━━━━━ Provided data ━━━━━
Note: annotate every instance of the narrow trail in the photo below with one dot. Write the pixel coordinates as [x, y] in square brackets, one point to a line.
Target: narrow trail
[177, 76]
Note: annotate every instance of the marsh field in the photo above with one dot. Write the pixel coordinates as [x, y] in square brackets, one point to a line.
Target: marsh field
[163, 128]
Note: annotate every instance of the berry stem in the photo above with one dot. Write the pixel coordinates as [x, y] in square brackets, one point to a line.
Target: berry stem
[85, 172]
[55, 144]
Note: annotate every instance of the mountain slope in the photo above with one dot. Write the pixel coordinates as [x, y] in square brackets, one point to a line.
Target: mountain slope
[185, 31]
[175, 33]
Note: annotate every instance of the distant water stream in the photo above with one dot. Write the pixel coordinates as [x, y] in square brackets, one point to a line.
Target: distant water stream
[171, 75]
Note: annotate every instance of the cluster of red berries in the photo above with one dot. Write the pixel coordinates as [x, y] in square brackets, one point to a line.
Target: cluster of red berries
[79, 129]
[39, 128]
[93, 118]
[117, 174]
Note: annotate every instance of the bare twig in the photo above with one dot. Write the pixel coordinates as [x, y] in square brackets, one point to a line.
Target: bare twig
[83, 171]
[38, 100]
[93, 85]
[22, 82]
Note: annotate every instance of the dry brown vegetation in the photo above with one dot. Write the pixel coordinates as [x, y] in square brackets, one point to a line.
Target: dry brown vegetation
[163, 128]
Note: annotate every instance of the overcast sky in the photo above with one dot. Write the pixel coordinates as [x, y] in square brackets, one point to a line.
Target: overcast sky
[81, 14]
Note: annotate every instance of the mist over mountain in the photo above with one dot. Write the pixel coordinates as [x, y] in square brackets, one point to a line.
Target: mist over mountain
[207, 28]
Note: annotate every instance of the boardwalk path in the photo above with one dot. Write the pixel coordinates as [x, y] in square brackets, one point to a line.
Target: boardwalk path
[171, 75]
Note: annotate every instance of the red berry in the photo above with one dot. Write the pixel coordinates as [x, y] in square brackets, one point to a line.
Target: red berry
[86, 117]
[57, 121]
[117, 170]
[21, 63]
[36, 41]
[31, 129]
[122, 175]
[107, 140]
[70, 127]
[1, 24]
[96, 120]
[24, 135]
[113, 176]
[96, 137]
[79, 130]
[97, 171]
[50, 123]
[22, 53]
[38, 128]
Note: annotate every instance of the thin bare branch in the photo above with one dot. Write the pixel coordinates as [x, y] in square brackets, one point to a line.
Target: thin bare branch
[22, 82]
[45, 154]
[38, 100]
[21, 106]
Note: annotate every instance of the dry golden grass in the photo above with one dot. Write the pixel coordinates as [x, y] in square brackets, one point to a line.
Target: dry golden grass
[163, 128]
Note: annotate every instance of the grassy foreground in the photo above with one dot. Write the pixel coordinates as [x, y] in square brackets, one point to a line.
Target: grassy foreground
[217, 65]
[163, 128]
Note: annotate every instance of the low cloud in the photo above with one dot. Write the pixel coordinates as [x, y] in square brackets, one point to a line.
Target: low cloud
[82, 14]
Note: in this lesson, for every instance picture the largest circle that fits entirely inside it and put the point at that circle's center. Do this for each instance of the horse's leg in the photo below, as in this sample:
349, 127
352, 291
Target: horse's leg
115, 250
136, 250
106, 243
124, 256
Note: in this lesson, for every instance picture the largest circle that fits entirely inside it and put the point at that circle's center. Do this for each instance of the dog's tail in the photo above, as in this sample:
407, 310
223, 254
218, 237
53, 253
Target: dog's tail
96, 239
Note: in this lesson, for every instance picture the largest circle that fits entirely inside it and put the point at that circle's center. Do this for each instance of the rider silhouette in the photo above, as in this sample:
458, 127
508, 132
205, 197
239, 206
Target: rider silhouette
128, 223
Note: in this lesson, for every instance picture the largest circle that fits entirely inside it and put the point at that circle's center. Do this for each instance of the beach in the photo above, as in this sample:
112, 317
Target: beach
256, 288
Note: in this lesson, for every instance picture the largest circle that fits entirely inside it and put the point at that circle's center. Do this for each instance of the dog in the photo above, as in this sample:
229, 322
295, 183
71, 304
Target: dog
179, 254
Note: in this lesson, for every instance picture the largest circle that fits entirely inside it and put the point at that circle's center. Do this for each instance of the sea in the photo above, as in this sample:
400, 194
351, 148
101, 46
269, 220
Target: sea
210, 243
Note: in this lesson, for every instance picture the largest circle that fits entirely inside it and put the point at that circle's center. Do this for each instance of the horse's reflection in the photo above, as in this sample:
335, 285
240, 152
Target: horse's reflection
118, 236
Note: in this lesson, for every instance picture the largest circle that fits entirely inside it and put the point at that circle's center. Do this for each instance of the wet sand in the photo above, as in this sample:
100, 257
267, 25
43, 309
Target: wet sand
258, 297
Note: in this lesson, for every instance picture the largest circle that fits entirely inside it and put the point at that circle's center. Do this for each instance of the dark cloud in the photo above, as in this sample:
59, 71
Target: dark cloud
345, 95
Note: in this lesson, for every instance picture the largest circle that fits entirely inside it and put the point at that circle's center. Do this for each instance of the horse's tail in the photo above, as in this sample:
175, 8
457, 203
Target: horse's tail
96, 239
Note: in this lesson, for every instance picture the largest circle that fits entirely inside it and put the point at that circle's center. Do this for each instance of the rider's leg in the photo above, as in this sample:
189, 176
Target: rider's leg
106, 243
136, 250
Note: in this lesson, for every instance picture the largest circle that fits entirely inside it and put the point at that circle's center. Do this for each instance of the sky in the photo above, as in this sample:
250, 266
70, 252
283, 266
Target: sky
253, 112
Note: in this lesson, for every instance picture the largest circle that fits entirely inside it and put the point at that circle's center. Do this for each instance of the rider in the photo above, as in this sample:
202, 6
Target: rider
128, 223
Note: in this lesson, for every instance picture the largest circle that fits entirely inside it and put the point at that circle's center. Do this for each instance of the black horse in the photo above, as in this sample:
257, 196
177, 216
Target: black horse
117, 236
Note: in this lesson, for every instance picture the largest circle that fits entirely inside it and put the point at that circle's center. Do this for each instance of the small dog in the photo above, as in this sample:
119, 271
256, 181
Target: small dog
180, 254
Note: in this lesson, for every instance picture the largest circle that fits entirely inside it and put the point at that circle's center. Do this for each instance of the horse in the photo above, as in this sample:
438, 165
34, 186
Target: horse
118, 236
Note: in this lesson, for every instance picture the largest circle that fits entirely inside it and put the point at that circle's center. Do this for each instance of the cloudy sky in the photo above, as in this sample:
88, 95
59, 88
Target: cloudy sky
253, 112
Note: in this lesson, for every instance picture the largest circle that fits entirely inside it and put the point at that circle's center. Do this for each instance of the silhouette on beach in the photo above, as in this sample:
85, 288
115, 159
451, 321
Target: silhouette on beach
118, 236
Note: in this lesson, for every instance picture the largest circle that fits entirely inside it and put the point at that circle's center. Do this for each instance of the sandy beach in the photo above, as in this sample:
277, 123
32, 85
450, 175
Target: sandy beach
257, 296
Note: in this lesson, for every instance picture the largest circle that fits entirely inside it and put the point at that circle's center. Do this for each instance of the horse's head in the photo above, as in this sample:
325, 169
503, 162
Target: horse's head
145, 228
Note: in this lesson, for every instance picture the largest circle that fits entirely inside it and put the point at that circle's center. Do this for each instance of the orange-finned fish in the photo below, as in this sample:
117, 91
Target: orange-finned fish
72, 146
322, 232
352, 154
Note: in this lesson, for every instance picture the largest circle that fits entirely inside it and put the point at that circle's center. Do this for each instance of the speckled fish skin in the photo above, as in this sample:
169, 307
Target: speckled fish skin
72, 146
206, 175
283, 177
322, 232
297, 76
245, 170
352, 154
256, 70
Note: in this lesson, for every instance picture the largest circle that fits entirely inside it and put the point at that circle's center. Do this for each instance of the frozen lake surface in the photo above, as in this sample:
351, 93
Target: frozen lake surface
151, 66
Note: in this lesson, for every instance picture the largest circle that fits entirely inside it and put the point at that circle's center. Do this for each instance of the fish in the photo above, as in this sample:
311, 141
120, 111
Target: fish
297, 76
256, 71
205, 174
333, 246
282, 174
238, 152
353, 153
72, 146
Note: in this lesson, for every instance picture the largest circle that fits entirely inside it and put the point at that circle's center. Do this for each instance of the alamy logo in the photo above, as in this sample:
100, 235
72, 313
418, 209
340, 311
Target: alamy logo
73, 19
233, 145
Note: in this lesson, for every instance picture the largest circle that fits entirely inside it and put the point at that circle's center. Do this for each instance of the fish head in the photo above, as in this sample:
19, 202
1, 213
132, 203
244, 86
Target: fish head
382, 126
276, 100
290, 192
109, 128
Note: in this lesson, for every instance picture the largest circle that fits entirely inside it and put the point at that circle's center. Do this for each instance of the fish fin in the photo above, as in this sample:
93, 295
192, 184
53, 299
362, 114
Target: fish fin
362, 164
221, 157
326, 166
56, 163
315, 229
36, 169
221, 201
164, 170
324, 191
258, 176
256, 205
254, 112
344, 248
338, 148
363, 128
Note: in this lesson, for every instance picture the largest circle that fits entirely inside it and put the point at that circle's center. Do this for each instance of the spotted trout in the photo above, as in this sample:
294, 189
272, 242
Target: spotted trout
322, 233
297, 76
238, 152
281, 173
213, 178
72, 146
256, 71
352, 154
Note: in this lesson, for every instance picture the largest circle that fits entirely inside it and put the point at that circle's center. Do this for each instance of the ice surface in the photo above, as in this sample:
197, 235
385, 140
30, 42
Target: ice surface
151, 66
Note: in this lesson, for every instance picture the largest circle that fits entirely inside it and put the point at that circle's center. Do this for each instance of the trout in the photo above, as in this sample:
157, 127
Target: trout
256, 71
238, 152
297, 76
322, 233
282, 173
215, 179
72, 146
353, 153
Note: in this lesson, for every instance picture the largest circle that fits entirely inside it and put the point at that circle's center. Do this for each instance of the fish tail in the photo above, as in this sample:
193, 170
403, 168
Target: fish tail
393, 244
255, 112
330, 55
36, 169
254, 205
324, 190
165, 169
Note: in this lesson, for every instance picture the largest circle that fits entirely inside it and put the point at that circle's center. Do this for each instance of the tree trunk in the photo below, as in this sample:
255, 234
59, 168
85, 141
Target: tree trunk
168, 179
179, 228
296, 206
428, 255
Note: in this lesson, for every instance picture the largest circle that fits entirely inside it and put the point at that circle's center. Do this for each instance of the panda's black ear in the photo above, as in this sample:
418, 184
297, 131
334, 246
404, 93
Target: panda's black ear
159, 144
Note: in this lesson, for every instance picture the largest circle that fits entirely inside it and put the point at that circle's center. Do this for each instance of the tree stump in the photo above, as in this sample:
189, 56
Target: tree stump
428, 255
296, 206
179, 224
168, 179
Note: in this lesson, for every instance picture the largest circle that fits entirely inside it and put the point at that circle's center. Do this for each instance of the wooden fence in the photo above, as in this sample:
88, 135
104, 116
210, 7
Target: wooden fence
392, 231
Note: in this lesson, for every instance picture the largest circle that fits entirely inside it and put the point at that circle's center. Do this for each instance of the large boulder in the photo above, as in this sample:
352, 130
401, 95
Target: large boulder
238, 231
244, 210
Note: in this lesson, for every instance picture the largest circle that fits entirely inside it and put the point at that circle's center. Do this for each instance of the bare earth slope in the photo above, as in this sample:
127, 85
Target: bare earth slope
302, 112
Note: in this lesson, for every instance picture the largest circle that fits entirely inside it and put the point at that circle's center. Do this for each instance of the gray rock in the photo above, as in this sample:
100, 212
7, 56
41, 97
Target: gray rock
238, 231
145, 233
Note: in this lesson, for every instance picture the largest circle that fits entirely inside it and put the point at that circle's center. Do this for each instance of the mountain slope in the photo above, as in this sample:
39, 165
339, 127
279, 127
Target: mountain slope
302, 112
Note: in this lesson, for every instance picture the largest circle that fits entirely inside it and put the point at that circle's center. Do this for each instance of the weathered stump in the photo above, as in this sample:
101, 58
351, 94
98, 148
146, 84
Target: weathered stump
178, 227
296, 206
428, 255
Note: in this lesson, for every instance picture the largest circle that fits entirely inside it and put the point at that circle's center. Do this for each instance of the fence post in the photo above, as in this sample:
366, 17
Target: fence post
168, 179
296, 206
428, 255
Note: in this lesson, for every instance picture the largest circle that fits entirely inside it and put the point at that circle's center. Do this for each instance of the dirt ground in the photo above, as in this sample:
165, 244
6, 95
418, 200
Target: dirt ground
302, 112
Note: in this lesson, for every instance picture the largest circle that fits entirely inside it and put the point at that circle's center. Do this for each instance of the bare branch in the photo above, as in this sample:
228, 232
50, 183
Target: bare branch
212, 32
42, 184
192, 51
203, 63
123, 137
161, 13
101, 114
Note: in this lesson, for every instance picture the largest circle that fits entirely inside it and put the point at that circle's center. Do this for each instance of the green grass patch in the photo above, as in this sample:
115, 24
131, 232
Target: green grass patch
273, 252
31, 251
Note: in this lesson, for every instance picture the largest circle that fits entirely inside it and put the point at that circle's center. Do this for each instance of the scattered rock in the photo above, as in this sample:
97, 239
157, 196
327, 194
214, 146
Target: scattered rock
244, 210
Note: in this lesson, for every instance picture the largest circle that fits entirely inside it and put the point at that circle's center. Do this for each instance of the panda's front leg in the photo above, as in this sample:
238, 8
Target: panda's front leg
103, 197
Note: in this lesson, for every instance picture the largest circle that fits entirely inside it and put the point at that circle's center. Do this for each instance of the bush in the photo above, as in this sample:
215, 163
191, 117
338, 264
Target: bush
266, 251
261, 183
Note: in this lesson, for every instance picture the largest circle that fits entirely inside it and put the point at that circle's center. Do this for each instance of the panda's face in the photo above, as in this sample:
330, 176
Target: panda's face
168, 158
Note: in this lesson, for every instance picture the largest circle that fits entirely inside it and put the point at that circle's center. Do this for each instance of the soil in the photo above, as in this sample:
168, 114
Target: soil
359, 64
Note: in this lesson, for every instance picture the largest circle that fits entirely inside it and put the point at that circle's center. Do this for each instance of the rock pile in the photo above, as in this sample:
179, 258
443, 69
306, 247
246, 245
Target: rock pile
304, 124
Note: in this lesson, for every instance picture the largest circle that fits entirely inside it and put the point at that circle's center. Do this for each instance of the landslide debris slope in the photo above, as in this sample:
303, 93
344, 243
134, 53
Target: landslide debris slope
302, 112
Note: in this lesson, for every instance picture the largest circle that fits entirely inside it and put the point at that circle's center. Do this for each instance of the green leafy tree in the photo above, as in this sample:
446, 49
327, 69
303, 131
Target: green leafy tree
━━━━━
Task statement> Look above for the line containing "the panda's front"; copy from it through the last line, exactly, and nothing more.

Output>
Note: in this lesson, for every instance picture the largest circle that fits entirely inside it and put the point at that circle's center. Do this for each instance of the panda's front leg in the photo above, as in this sample:
238, 8
Target: panda's front leg
103, 197
Note: in this lesson, for every instance picture the largest circle that fits entirely inside it and put the point at that circle's center. Do this for each instance of the bush in the photo above, as in this sample:
215, 163
191, 117
338, 264
Target: bush
266, 251
261, 183
Note: in this lesson, for every instance picture the largest circle that fits entirely inside it and put the point at that circle's center. Do this for each instance of the panda's face in the photo above, as in this sample:
330, 176
Target: panda's face
168, 158
Note: in this lesson, for every instance picture the largest circle that fits entirely inside it and put the point at that circle's center. Do this for each instance of the soil in the photo above, as in this sample:
168, 114
Target: soil
359, 64
Note: in this lesson, for every instance picture the largest circle that fits entirely inside it and put the point at that circle's center. Do this for each instance of the rock pile in the photo above, as in this sample:
179, 258
443, 69
306, 247
246, 245
Target: rock pile
304, 124
Note: in this lesson, for every instance picture the largest circle that fits entirely inside it and put the point at that circle's center. Do this for each instance of the landslide debris slope in the photo above, as in this sample:
303, 93
344, 243
134, 53
Target: landslide debris slope
302, 112
Note: in this lesson, for every instance picture the largest circle that fits entirely inside it and put the point at that circle's center. Do this for each instance of the green leafy tree in the photo above, as in this sample:
446, 49
327, 69
303, 131
Target: green leafy tree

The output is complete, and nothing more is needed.